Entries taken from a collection
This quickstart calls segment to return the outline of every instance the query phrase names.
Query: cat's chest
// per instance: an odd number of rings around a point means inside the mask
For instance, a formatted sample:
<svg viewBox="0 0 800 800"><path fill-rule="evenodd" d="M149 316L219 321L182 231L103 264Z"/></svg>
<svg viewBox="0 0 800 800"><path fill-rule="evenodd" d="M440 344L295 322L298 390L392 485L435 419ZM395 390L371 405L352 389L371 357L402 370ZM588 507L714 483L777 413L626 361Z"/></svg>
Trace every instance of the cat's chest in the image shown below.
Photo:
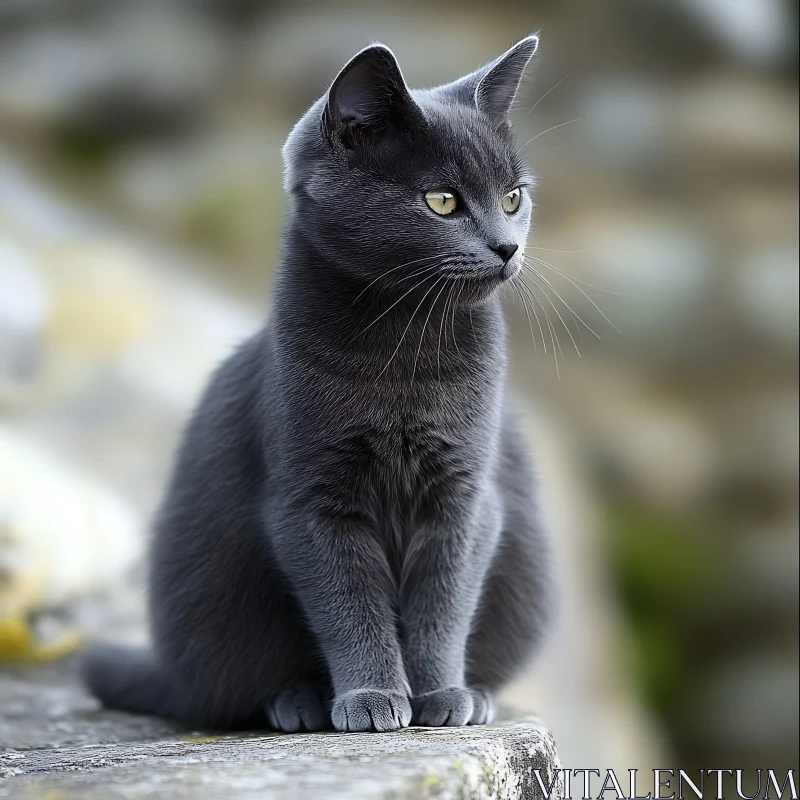
<svg viewBox="0 0 800 800"><path fill-rule="evenodd" d="M419 497L479 470L480 454L492 449L495 425L491 409L398 397L373 434L375 476L390 491Z"/></svg>
<svg viewBox="0 0 800 800"><path fill-rule="evenodd" d="M465 433L444 419L401 414L384 428L384 458L400 470L431 473L463 455Z"/></svg>
<svg viewBox="0 0 800 800"><path fill-rule="evenodd" d="M410 539L436 509L478 502L496 449L493 426L485 419L442 419L398 414L383 429L370 461L375 516L384 544L399 568Z"/></svg>

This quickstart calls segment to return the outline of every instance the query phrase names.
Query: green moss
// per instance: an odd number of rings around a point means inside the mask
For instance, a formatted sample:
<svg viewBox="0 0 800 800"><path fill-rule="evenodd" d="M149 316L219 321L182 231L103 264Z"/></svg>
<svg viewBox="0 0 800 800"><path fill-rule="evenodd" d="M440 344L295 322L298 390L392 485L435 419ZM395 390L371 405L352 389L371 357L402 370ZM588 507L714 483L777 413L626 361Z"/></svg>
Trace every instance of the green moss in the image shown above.
<svg viewBox="0 0 800 800"><path fill-rule="evenodd" d="M280 186L279 179L273 183ZM283 195L260 183L231 179L200 194L187 210L185 233L199 244L242 254L274 242L283 219Z"/></svg>
<svg viewBox="0 0 800 800"><path fill-rule="evenodd" d="M114 155L114 145L99 133L76 125L60 125L52 134L56 156L81 172L105 169Z"/></svg>
<svg viewBox="0 0 800 800"><path fill-rule="evenodd" d="M687 680L687 632L724 591L727 557L710 526L631 500L608 509L606 530L628 611L628 652L620 661L649 705L666 713Z"/></svg>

THE TASK. Nothing should appear in the output except the lines from the one with "Trace every instance of the green" through the end of the records above, copied exactly.

RESPONSE TO THE EXERCISE.
Trace every instance of the green moss in the image shown above.
<svg viewBox="0 0 800 800"><path fill-rule="evenodd" d="M280 186L279 179L273 183ZM283 195L260 183L231 179L200 194L187 210L185 233L199 244L242 254L274 242L283 219Z"/></svg>
<svg viewBox="0 0 800 800"><path fill-rule="evenodd" d="M114 155L114 145L99 133L76 125L60 125L52 134L56 156L81 172L105 169Z"/></svg>
<svg viewBox="0 0 800 800"><path fill-rule="evenodd" d="M687 680L687 632L724 591L727 557L710 526L631 500L608 509L606 530L628 611L628 652L620 661L649 705L666 713Z"/></svg>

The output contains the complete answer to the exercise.